Nella città più grigia del mondo esistono spazi in cui si danno queste forme di ostinata partecipazione, rese possibili dall’impegno di collettivi quali Ali di Cera DIY, Tutto il nostro sangue, Deafening DIY (per citarne solo alcuni) in luoghi di culto mai rassegnatisi: Cox 18, T28, Cascina Torchiera, Ponte della Ghisolfa, Casa Gorizia, Villa Vegan, Mondo delle Uova. E questa rete di luoghi in cui la scena cresce e si popola di volti sempre nuovi, e si stringe intorno a quelli ben noti, invece, esplode in sempre nuove forme e attinge nuove forze per rispondere a nuove esigenze.
Non è infatti un caso che le teste più «calde» del movimento abbiano organizzato il Can I Scream Fest, che ha già doppiato dopo la prima edizione, lo scorso novembre, con una data a febbraio, sempre in Santeria Toscana. Se gli headliner della prima edizione erano gli Øjne, – insieme a Shizune, Lantern, Put Puràna, Vibora, Tenia, Comic Sans, Bowie, Sky tea for Warriors – questa volta sono stati i Raein – con Rescüe Cat, Alas, Soastasphrenas, Xoxo, Konoha – a salire sul palco e a scatenare l’inferno in terra. Due band storiche che fanno da parafulmini per le esigenze di un movimento, per la necessità di avere più spazio e dei luoghi adeguati in cui esperire le proprie pratiche e rappresentare la propria esistenza. Perché se è vero che il movimento cresce sempre di più, è evidente che esso abbia bisogno più spazio e di luoghi conformi alla sua identità, e il fatto che un festival screamo, hardcore, emo e post-hc abbia luogo in uno spazio paraistituzionale, per quanto l’organizzazione tenga a mettere in pratica tutte le specifiche affinché tutto corrisponda alla natura di ciò che avviene (dal costo contenutissimo del biglietto all’assenza di transenne sotto lo stage), crea un’interessante occasione di riflessione sullo stato del movimento, sulla sua capacità di prendersi dei posti e di restituirli a una comunità spesso relegata all’identità di una nicchia.

### Consegna
Prosegui il brano sul Can I Scream Fest e sulla scena screamo a partire dalla sua ultima frase.

### Dati forniti
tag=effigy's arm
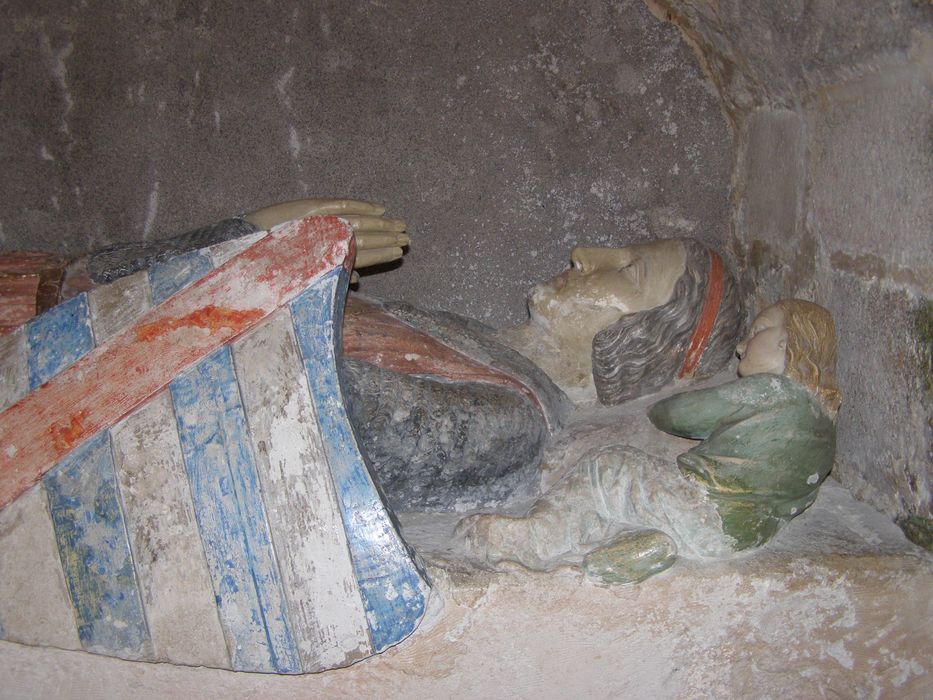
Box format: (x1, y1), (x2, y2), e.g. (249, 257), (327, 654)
(84, 199), (409, 284)
(0, 218), (428, 673)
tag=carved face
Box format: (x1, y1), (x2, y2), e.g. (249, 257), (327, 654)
(736, 306), (787, 377)
(528, 240), (687, 340)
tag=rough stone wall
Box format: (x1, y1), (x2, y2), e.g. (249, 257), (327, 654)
(649, 0), (933, 518)
(0, 0), (732, 324)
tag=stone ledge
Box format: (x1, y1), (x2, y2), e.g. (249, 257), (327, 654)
(0, 483), (933, 700)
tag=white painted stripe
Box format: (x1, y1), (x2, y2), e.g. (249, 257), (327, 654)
(0, 326), (81, 649)
(111, 391), (230, 668)
(0, 484), (81, 649)
(207, 231), (269, 267)
(234, 309), (372, 672)
(0, 326), (29, 411)
(89, 272), (230, 668)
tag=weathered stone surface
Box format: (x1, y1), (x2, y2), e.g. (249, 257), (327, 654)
(0, 0), (731, 323)
(648, 0), (933, 518)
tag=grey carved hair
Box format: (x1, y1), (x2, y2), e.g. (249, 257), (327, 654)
(593, 239), (745, 405)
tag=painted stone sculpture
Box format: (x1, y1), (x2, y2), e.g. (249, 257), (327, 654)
(0, 217), (429, 673)
(343, 235), (743, 512)
(457, 299), (839, 582)
(0, 199), (743, 512)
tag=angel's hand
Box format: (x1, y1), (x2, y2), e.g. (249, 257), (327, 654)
(243, 199), (409, 269)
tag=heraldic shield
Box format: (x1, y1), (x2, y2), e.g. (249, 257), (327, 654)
(0, 217), (430, 673)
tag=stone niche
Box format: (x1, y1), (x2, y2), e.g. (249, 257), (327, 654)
(0, 0), (933, 698)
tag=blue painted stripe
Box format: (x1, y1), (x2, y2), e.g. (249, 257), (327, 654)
(290, 268), (427, 651)
(44, 431), (151, 659)
(27, 294), (150, 658)
(170, 347), (302, 673)
(149, 250), (213, 305)
(149, 245), (301, 673)
(27, 294), (94, 390)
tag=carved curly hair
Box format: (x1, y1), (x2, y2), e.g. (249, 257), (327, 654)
(774, 299), (842, 415)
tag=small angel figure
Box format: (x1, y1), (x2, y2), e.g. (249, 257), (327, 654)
(457, 299), (840, 583)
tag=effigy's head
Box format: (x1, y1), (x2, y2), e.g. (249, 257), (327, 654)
(528, 239), (743, 405)
(736, 299), (841, 415)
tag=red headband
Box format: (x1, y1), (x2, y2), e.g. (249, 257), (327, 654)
(677, 250), (723, 378)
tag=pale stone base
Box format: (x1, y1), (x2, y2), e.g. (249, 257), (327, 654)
(0, 483), (933, 700)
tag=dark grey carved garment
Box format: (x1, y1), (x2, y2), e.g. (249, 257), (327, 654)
(341, 304), (570, 512)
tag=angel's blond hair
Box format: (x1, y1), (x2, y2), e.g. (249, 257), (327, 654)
(775, 299), (842, 415)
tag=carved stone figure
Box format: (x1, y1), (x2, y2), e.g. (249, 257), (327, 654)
(457, 299), (840, 582)
(1, 199), (743, 511)
(343, 234), (742, 511)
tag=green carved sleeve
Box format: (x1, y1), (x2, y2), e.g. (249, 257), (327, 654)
(648, 383), (745, 440)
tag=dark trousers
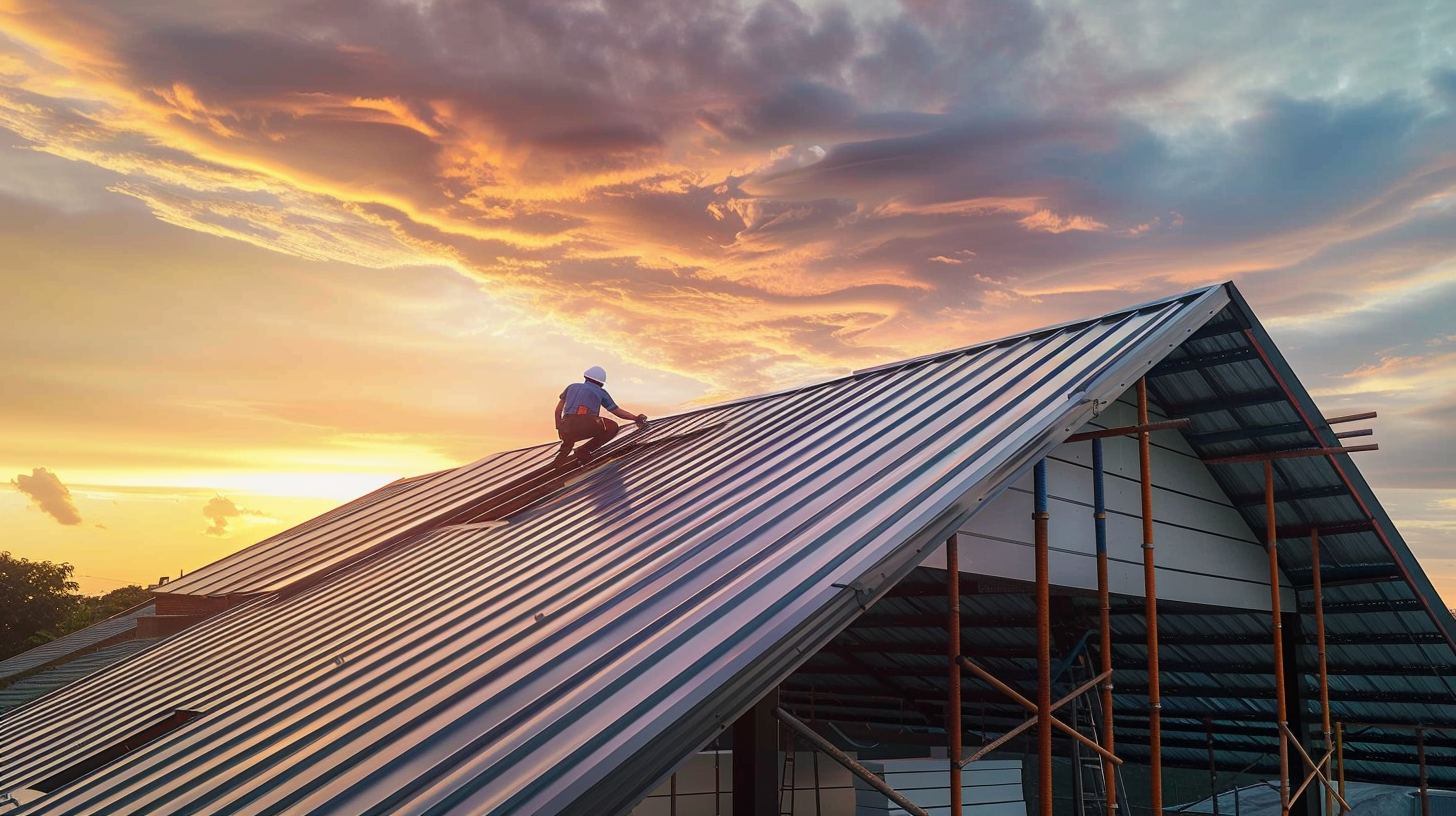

### Area di risposta
Il Can I Scream ha il merito di urlare, appunto, che non siamo una nicchia, e che in una città come Milano abbiamo il diritto e la voglia di sentirci rappresentati, di vivere i nostri spazi come meglio riteniamo, e di formulare idee conflittuali che mettano in discussione un modello di metropoli che soffoca e allontana, che marginalizza ed esclude. Questo è un momento di climax per la storia del movimento, un attimo di follia esagitata che ribolle sotto la quotidianità e gli sforzi di ognuna e ognuno.
L’idea è di mostrare alla città che non possiamo più stare ai margini, di aprire una nuova fase di dibattito in cui ci prendiamo gli spazi di cui abbiamo bisogno in maniera indiscriminata, perché questa cosa esiste ed è grande, questo noi si espande e rimaniamo aggrappati con le unghie e con i denti al fluire della storia.
Come diceva qualcuno: Non è solo musica. Nel frattempo: sarebbe meglio dire «controcultura», non «sottocultura». Siamo contro, non sotto.